# start of Supplied records
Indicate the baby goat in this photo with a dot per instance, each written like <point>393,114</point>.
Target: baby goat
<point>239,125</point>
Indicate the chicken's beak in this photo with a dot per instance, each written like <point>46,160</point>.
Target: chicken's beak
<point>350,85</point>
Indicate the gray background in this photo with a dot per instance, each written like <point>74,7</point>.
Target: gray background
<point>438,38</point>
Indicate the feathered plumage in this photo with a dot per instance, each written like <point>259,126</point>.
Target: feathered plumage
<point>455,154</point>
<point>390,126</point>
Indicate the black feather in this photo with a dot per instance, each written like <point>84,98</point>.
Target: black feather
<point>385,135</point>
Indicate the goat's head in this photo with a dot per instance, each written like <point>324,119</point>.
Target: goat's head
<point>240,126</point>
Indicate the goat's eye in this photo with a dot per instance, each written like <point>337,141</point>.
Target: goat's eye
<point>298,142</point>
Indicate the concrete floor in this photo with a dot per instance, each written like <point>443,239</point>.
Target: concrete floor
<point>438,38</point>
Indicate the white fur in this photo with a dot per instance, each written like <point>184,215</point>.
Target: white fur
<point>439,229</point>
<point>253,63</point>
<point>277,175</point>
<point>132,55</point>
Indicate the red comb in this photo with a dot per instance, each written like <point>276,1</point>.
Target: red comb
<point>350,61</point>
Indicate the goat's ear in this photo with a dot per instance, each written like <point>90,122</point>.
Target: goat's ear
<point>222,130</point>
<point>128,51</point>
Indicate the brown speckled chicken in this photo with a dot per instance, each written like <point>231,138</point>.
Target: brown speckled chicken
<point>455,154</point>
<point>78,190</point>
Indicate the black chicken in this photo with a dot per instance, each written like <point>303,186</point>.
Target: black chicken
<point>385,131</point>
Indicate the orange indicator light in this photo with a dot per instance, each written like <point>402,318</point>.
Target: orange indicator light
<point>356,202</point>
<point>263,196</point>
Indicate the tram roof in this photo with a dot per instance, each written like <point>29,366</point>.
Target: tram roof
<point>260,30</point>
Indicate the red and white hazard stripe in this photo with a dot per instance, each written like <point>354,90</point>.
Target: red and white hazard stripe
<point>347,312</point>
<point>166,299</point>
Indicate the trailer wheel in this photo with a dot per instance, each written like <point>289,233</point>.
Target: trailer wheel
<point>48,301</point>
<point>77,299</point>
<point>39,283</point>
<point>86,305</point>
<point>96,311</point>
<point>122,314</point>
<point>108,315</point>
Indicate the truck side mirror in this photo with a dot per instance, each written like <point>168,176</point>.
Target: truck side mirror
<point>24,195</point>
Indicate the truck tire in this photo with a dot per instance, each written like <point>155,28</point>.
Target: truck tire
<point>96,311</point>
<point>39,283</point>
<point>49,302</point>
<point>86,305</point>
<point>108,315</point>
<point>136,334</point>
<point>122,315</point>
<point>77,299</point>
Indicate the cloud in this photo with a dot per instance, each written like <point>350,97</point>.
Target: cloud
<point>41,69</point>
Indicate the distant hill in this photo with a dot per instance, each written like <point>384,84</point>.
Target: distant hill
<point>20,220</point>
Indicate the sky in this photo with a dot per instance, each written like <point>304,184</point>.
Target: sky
# end of Supplied records
* **Task instructions**: Rewrite every line of the records above, swapping "dot per instance" for "point per instance" wherever it occurs and changing nothing else.

* **Result for this exercise**:
Indicate the baby goat in this photo with a point per instance, each written like <point>393,114</point>.
Target: baby goat
<point>239,125</point>
Indicate the chicken's beak in this photo with a point per instance, each written like <point>46,160</point>.
Target: chicken's beak
<point>350,85</point>
Indicate the gray background in this photo with a point per instance, each written like <point>74,7</point>.
Target: gray background
<point>438,38</point>
Indicate the feathered plumage in this photo with a point per instance, each written like <point>259,126</point>.
Target: feathered plumage
<point>455,154</point>
<point>390,126</point>
Indicate the black feather in this photo with a point per instance, each written like <point>84,98</point>.
Target: black feather
<point>385,135</point>
Indicate the goat's head in this photo with a point per instance, each written like <point>324,119</point>.
Target: goat's head
<point>240,126</point>
Indicate the goat's eye in this photo with a point per instance, each written like <point>337,141</point>.
Target: goat's eye
<point>298,142</point>
Indicate the concrete floor in this photo with a point per instance, each written like <point>443,239</point>.
Target: concrete floor
<point>438,38</point>
Indicate the white fur in this photo with a point per instance, each written like <point>184,215</point>.
Target: white fur
<point>439,229</point>
<point>253,63</point>
<point>277,175</point>
<point>132,55</point>
Indicate the red comb in this photo with a point per instance, each written like <point>276,1</point>.
Target: red comb
<point>350,61</point>
Indicate the goat's ear in this photo with a point per instance, each written like <point>90,122</point>.
Target: goat's ear
<point>222,130</point>
<point>128,51</point>
Indicate the brown speckled chicken in this photo with a point per instance, each written like <point>231,138</point>.
Target: brown speckled chicken
<point>455,154</point>
<point>78,190</point>
Indicate the black chicken in this photo with a point per instance, each written like <point>303,186</point>.
Target: black chicken
<point>385,131</point>
Indicate the orange indicator light in this photo with a point per instance, each written like <point>402,318</point>.
Target: orange indicator light
<point>356,202</point>
<point>263,196</point>
Indicate the tram roof in this photo with a point per instance, each written like <point>29,366</point>.
Target: tram roof
<point>260,30</point>
Indicate the red and white hazard stripe in this photo with a point per instance, each written like <point>354,90</point>.
Target: red and white hazard stripe
<point>347,312</point>
<point>166,299</point>
Indicate the trailer wheel in this photo with a point per instance, each written like <point>289,233</point>.
Target: trailer wheel
<point>48,301</point>
<point>77,299</point>
<point>39,283</point>
<point>86,305</point>
<point>96,311</point>
<point>122,314</point>
<point>108,315</point>
Indicate the truck side mirror in this photo with a point per instance, each written like <point>168,176</point>.
Target: truck side mirror
<point>24,195</point>
Indicate the truck tire in this photo with a point per instance, each written like <point>155,28</point>.
Target: truck tire
<point>96,311</point>
<point>39,283</point>
<point>49,302</point>
<point>86,305</point>
<point>108,315</point>
<point>136,334</point>
<point>122,315</point>
<point>77,299</point>
Indicate the cloud in this photo with a point per instance, each written like <point>350,97</point>.
Target: cloud
<point>41,69</point>
Indicate the distant hill in this photo with a point per instance, each written like <point>384,84</point>.
Target: distant hill
<point>20,220</point>
Indicate the sky in this photo with a point per instance, each written like <point>304,184</point>.
Target: sky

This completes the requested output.